** EXTRACTED TEXT **
-- -- --

We could say that the basic Flying Time, FT, is equal to the Battery Capacity, BC, divided by the Motor Current, MC. So FT = BC/MC. Or you can say BC = FT by MC, or MC = BC/FT, always giving you one value in terms of the other two.

The trick is to always operate in terms of the same unit, battery capacities are invariably given in milliamp hours, whilst flying times are usually quoted in minutes, so it always needs some adjustment. An example might be that we have a battery of 2,000 mAh and a motor current of 2 amperes. So we can either call our battery 2 ampere hours or our motor current 2,000 mA’s, whichever we do, the answer will be 1, that’s 1 hour, multiplying by 60 it becomes 60 minutes. A more realistic motor current of 20 amps then becomes 2 Ah/20 = 0.1 hour, then multiply by 60 = 6 minutes, or one tenth of an hour.

-- -- --

** EXCERPTED RECORDS **
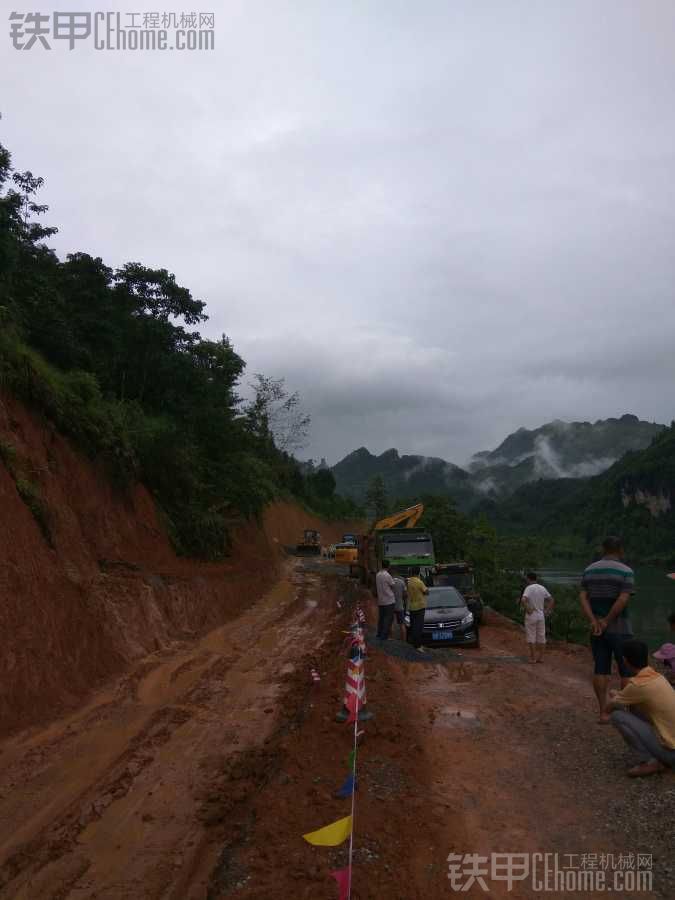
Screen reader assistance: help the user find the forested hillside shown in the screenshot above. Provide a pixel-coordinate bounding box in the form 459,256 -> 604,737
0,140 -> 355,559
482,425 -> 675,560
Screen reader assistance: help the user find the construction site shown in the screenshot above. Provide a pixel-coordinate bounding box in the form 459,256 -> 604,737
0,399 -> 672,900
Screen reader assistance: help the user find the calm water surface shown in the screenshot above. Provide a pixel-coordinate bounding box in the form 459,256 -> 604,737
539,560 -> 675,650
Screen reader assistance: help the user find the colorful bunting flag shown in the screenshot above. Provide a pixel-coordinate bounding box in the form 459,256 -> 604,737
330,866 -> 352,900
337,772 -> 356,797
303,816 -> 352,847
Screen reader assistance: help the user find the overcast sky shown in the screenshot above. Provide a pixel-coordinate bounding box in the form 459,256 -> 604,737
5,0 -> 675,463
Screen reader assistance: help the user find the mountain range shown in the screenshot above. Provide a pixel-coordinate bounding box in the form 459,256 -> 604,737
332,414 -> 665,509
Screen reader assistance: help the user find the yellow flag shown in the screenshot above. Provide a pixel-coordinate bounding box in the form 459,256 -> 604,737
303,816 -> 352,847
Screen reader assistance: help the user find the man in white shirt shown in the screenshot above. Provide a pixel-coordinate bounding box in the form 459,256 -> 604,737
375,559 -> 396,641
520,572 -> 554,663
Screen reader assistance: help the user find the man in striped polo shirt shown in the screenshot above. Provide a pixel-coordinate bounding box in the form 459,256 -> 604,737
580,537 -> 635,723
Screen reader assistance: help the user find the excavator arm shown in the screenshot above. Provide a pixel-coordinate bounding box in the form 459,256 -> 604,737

-- -- --

** WHAT THIS EXERCISE ASKS **
1. Transcribe the passage on flying time and battery capacity between "The trick is" and "of an hour.", inclusive.
2. Go on with the passage on flying time and battery capacity, beginning right after its final sentence.

** FINAL RESULTS **
1.
The trick is to always operate in terms of the same unit, battery capacities are invariably given in milliamp hours, whilst flying times are usually quoted in minutes, so it always needs some adjustment. An example might be that we have a battery of 2,000 mAh and a motor current of 2 amperes. So we can either call our battery 2 ampere hours or our motor current 2,000 mA’s, whichever we do, the answer will be 1, that’s 1 hour, multiplying by 60 it becomes 60 minutes. A more realistic motor current of 20 amps then becomes 2 Ah/20 = 0.1 hour, then multiply by 60 = 6 minutes, or one tenth of an hour.

2.
In your case of flying for 9 minutes on 1,400 mAh, the 1,400 mAh will be the battery capacity in this case, then ft = bc/mc. We want to know the motor current, so mc = bc/ft, or mc = 1,400 mAh/9 minutes. Standardising the units, then we have 1.4 Ah by 60 = 84 ampere minutes. Then 84/9 = 9.33 A. So your average motor current is 9.33 amps. To confirm, you fly for 6 minutes on 900 mAh, or 0.9 Ah, therefore 0.9 Ah by 60 = 54. Then 54/6 = 9 amps.
If your battery is indeed a 2,200 mAh pack then 2.2 by 60 = 132 Am divided 9 = 14.6, so in theory you could fly for 14 minutes and 40 seconds.

It doesn’t matter how obtuse the figures get, that makes no difference to a calculator. And as Steve says, there will always be some variation due to throttle use etc. But at least if you have some of the figures you might be able to get some idea of how much current you need or how long the battery will last.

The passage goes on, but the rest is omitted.